Source passage »
########################################

That is a common pattern. One of Australia’s appointees is Doug Jones, a lawyer with one of Australia’s largest corporate law firms, and one of Chile’s is Carlos Eugenio Jorquiera, a corporate lawyer and president of the country’s National Chamber of Commerce.

Further titling the scales are that only corporations, not governments nor public-interest groups, can sue under these treaties. Governments must pay expenses that can total tens of millions of dollars, regardless of outcome, with no provisions to block frivolous claims. The judges are paid by the hour, with no defined limits on costs, giving them an incentive to drag out proceedings, which in turn favors deep-pocketed “investors.”

In fact, the TPP would place no limits on who qualifies as an “investor”: Anyone who applies for a permit or license, or who “channels” resources or capital to set up a business, without placing any limits on what qualifies for such a status, would be eligible to sue.

‘Customary law’ is what a corporation says it is

Leaked article 12.7 of the TPP, for instance, provides a long list of prohibitions against government actions. Under it, laws imposing capital controls (even to ameliorate a crisis), rules governing domestic content of products or any protections of any domestic industry would be illegal. It then provides a generic exception allowing environmental or other measures “that are not inconsistent with the Agreement; necessary to protect human, animal, or plant life or health; or related to the conservation of living or non-living exhaustible natural resources.”

But that exception is rendered meaningless not only by other, superseding, rules but by the rulings of the corporate-lawyer judges in the secret tribunals. Leaked TPP language specifically requires that excepted rules must be “not inconsistent with the Agreement.” The key sentence opens Article 12.6: “Each Party shall accord to covered investments treatment in accordance with customary international law.” The “Party” here are national governments, and the “customary international law” is that already established by NAFTA and the decisions made by ICSID and similar tribunals concerning disputes under NAFTA and other trade agreements.

Last year’s change of government in Australia has left working peoples in the 12 TPP negotiating countries more vulnerable. Under the previous Labor governments, Australia had refused to agree to the insertion of an investor-state dispute mechanism in the TPP. The new Tony Abbott government, however, has shown worrisome signs of reversal on this critical issue, claiming that such mechanisms would provide “greater market access for Australian exporters.”

The world’s 99 percent can’t afford to lose any bulwark against substituting corporate-dominated secret tribunals for democracy because the Obama administration is pushing hard for the most draconian rules. Knowing that secrecy is the only way for the TPP to gain approval of the U.S. Congress, the White House is pushing for “fast-track authority” — under which, Congress could not change so much as a comma of an agreement, would be severely limited in its ability to debate and would be obligated to vote yes or no in a very short period of time.

An increasingly strong pushback by activists in the U.S. has led to more than 200 members of Congress publicly committing themselves to voting against fast-track, which only Congress can impose on itself. Many of the other 11 national governments negotiating the TPP are nervously watching this development, because if Congress votes against fast-track, it will be far more difficult for TPP to earn congressional approval, leaving those governments less willing to buck their own internal oppositions.

If you believe that democracy is preferable to corporate dictatorship, the time is now to join an international fight against the Trans-Pacific Partnership and its spawn, such as the Transatlantic Trade and Investment Partnership.

########################################

Activity A » Could you repeat the TPP article word for word, beginning at the words "If you believe" and stopping after "and Investment Partnership."?
Activity B » How would you condense the paragraph in the TPP article that opens "An increasingly strong pushback" into a short bulleted list that keeps its main facts?
Rely on the TPP article alone.

########################################

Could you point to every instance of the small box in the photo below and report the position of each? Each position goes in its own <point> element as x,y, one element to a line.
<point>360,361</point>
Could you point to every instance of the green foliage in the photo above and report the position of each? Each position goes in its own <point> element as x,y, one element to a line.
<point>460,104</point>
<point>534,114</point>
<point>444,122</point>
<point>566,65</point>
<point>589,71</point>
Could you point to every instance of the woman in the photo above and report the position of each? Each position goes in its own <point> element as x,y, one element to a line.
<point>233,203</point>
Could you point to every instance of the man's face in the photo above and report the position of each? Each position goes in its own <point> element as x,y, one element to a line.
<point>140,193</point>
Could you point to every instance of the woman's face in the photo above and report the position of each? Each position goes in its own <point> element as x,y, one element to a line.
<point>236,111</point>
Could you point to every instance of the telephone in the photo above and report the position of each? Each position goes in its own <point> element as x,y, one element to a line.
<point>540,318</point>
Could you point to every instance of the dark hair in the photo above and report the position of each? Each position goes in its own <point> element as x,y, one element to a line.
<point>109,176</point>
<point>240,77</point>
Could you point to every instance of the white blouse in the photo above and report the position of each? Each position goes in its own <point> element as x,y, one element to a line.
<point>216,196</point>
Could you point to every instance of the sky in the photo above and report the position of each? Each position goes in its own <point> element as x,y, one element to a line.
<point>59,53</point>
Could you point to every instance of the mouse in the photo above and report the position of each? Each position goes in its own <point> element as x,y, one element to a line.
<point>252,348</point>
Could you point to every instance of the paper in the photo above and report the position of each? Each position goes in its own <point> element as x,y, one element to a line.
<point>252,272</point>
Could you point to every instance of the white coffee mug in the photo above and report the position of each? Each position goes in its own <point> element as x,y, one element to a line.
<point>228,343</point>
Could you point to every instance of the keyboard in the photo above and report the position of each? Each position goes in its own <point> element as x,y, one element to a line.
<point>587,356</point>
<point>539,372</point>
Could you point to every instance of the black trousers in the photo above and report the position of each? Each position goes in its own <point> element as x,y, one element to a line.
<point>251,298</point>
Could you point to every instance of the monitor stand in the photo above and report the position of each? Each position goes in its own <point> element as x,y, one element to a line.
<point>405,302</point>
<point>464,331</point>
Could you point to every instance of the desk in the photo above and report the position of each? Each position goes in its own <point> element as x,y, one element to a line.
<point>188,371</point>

########################################

Answer space A »
If you believe that democracy is preferable to corporate dictatorship, the time is now to join an international fight against the Trans-Pacific Partnership and its spawn, such as the Transatlantic Trade and Investment Partnership.

Answer space B »
- U.S. activists have pushed back increasingly hard. As a result, more than 200 members of Congress have publicly committed to voting against fast-track.
- Only Congress can impose fast-track on itself.
- Many of the other 11 governments negotiating the TPP are nervously watching this.
- If Congress rejects fast-track, the TPP will have a far harder time winning congressional approval. Those governments would then be less willing to defy their own internal opposition.